### DATA ROWS
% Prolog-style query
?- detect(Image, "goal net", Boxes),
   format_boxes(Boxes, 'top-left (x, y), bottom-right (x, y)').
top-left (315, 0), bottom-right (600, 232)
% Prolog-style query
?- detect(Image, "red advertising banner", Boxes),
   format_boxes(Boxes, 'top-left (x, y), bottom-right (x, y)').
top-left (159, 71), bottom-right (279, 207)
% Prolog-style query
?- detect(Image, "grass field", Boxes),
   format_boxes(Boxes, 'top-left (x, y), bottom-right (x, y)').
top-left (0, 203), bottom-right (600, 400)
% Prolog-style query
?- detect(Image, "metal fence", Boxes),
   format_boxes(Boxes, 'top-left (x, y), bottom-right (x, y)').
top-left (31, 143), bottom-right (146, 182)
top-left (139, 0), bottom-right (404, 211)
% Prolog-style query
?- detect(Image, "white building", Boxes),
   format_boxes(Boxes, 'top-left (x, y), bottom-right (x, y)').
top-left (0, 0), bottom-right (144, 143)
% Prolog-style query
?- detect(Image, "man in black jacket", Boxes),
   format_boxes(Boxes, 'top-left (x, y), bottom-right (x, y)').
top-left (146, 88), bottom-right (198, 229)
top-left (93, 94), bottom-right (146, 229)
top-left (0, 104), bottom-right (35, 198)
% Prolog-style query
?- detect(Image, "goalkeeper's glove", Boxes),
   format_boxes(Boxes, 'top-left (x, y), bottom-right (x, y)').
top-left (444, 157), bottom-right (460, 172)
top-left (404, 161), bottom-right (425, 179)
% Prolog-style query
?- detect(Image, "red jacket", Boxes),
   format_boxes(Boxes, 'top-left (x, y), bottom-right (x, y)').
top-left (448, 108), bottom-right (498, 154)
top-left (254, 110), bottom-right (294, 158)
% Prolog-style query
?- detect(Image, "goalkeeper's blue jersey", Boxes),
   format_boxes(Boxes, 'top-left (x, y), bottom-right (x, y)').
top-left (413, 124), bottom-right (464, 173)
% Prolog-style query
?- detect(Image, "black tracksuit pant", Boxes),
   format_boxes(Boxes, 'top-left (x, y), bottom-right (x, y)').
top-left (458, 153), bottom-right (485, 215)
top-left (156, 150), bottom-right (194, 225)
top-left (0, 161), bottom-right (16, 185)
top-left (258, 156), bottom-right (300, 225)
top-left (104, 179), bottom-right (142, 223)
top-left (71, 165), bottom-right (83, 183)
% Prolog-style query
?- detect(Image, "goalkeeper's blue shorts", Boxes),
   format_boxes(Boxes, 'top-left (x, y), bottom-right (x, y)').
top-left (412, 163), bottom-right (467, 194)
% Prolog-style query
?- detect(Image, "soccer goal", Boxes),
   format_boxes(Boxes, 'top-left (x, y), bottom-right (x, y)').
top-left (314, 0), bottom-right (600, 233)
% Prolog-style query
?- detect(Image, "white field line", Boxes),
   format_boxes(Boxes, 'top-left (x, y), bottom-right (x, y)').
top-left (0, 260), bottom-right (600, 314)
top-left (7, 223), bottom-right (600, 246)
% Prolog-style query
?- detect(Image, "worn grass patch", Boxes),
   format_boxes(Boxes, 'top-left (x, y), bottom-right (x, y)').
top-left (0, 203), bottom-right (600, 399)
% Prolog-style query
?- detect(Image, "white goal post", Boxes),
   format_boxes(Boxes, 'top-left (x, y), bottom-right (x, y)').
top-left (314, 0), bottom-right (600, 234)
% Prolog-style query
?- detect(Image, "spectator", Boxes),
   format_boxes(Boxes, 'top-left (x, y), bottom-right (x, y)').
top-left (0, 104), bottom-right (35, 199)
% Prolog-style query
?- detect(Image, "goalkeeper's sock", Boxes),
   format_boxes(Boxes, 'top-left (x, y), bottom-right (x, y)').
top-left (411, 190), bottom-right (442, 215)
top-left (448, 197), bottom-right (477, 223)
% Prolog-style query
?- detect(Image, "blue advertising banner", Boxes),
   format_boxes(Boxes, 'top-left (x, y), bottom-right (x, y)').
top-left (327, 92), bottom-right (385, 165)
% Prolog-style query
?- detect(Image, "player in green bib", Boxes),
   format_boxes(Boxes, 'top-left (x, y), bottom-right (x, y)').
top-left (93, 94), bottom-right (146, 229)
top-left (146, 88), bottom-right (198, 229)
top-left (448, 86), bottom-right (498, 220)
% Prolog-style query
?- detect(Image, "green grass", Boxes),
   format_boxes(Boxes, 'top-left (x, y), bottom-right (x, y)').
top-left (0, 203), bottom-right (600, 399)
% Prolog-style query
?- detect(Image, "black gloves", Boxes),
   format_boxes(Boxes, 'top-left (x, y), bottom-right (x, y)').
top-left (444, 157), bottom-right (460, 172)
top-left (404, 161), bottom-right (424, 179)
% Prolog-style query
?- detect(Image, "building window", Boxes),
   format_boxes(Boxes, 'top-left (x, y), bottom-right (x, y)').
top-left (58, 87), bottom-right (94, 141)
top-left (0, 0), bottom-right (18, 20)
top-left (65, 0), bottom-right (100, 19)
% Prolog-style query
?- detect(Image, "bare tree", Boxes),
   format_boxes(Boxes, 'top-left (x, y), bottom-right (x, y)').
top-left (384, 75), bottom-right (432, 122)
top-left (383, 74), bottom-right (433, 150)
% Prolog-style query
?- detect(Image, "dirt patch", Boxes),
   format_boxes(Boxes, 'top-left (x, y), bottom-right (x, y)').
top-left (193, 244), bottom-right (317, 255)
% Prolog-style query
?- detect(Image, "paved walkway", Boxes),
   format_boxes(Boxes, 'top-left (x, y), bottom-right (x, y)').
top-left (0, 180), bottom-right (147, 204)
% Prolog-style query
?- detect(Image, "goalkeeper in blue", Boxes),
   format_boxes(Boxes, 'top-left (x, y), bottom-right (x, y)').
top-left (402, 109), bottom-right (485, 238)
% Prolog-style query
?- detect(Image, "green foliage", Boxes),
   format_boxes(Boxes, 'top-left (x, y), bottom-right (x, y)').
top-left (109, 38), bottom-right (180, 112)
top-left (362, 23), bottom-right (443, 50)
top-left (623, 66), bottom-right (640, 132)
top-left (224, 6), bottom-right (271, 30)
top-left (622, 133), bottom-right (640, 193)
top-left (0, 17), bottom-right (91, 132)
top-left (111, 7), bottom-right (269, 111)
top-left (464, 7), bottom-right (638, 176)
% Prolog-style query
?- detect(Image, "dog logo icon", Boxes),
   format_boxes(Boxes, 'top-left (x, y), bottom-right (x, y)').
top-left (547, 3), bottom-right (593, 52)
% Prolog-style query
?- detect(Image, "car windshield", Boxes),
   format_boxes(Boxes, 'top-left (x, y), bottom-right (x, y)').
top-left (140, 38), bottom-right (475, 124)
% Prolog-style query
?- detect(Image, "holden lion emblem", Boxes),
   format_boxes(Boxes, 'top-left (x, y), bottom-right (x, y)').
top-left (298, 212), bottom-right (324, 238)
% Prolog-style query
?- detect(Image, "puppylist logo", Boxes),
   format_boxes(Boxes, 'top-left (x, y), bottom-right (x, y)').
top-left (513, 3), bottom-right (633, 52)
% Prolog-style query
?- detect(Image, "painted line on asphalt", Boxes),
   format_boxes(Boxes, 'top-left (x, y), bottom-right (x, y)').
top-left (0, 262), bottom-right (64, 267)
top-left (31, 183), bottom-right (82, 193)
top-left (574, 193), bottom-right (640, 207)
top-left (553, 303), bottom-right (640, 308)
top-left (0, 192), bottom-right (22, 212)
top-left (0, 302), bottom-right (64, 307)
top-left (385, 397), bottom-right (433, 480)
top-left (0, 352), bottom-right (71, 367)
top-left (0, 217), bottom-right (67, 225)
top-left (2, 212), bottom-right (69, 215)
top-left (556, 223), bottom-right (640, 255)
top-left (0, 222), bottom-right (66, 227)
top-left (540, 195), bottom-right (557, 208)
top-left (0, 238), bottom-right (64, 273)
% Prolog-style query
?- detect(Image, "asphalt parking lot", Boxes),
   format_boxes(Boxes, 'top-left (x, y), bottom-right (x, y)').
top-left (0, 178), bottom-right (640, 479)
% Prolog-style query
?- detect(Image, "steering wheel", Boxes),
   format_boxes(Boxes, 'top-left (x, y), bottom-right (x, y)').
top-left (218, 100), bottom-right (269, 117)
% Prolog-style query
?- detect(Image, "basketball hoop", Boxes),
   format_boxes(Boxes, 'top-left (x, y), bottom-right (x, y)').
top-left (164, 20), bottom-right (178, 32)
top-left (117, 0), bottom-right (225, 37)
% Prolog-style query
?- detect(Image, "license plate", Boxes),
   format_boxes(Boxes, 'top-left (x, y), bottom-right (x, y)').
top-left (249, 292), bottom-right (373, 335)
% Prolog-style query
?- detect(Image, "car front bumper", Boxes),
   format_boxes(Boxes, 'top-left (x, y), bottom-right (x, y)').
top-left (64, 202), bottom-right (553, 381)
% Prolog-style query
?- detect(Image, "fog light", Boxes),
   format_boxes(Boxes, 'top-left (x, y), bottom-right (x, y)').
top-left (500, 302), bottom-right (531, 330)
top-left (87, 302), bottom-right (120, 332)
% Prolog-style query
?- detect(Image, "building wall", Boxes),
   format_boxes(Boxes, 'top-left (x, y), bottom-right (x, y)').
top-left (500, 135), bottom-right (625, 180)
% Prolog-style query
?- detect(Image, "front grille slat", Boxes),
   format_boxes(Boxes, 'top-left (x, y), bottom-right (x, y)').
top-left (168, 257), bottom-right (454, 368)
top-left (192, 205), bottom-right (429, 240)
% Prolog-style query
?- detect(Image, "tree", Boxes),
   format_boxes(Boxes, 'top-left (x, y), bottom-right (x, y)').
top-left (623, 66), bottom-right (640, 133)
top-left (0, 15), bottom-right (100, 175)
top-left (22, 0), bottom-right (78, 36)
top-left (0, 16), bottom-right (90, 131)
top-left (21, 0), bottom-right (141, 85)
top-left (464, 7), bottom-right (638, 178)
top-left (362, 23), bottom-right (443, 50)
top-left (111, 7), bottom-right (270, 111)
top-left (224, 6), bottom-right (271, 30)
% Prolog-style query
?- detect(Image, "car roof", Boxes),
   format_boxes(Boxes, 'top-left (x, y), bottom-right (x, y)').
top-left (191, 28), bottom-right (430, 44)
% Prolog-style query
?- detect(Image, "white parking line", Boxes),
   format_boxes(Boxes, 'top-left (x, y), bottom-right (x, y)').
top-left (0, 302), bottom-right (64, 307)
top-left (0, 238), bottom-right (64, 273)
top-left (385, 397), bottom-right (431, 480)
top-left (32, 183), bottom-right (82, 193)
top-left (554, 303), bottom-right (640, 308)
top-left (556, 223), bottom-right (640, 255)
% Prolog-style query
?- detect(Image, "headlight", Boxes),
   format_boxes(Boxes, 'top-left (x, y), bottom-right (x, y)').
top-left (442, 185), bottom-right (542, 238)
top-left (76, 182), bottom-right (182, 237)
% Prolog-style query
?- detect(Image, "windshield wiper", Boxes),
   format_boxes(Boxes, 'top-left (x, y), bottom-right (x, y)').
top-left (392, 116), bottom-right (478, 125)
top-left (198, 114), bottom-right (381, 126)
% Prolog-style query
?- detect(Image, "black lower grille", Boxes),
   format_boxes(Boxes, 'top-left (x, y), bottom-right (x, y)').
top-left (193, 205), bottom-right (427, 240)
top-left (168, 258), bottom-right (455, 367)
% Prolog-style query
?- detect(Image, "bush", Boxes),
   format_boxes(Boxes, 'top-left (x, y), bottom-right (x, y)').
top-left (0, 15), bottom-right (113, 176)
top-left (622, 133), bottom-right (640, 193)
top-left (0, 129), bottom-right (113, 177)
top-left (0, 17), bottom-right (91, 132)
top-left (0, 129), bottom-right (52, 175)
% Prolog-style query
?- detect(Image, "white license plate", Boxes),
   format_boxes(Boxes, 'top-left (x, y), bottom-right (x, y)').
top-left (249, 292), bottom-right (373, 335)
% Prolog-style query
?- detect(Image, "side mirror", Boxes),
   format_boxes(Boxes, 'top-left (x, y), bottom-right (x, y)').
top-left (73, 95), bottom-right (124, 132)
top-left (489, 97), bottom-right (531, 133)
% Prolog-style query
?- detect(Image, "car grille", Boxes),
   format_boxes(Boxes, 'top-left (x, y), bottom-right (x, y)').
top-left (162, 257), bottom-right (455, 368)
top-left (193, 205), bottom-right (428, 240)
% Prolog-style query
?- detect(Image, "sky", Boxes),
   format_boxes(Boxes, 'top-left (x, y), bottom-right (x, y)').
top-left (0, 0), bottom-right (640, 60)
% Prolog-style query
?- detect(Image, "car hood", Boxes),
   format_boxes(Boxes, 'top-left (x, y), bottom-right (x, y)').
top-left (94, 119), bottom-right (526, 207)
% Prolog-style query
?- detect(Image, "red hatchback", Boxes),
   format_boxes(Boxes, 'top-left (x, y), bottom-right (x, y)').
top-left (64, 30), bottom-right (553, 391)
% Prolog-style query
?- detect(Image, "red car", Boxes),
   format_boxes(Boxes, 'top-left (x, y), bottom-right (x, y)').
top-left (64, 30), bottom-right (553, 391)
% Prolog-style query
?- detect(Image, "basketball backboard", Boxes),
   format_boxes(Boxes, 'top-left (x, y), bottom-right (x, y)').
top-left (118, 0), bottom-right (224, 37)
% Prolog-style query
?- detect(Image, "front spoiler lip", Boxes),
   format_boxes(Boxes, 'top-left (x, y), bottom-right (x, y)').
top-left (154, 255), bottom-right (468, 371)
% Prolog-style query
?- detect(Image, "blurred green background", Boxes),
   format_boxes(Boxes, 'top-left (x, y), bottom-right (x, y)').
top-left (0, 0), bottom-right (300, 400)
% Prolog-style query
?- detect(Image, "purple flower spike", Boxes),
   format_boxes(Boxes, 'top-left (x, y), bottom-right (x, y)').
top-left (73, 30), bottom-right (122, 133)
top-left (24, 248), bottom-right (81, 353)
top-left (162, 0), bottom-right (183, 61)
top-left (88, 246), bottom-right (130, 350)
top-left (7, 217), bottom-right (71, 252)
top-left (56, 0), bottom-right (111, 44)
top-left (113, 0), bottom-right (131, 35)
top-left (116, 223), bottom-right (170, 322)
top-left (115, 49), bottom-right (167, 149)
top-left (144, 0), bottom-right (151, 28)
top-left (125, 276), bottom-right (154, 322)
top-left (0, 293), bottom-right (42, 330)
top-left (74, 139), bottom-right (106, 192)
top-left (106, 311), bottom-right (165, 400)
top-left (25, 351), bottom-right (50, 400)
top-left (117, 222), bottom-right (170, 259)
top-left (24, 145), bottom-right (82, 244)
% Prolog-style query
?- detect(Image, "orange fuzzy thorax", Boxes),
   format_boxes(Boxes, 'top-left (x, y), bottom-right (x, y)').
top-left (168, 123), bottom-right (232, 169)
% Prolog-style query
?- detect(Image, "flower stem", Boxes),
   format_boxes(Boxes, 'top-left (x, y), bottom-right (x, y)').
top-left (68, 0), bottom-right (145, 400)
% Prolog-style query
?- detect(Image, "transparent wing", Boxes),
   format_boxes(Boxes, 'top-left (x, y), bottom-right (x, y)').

### AIM
Copy the entries verbatim, starting at the first line of the entries and ending at the line that contains "top-left (0, 203), bottom-right (600, 400)", with both of those lines included.

### ANSWER FOR THIS EXERCISE
% Prolog-style query
?- detect(Image, "goal net", Boxes),
   format_boxes(Boxes, 'top-left (x, y), bottom-right (x, y)').
top-left (315, 0), bottom-right (600, 232)
% Prolog-style query
?- detect(Image, "red advertising banner", Boxes),
   format_boxes(Boxes, 'top-left (x, y), bottom-right (x, y)').
top-left (159, 71), bottom-right (279, 207)
% Prolog-style query
?- detect(Image, "grass field", Boxes),
   format_boxes(Boxes, 'top-left (x, y), bottom-right (x, y)').
top-left (0, 203), bottom-right (600, 400)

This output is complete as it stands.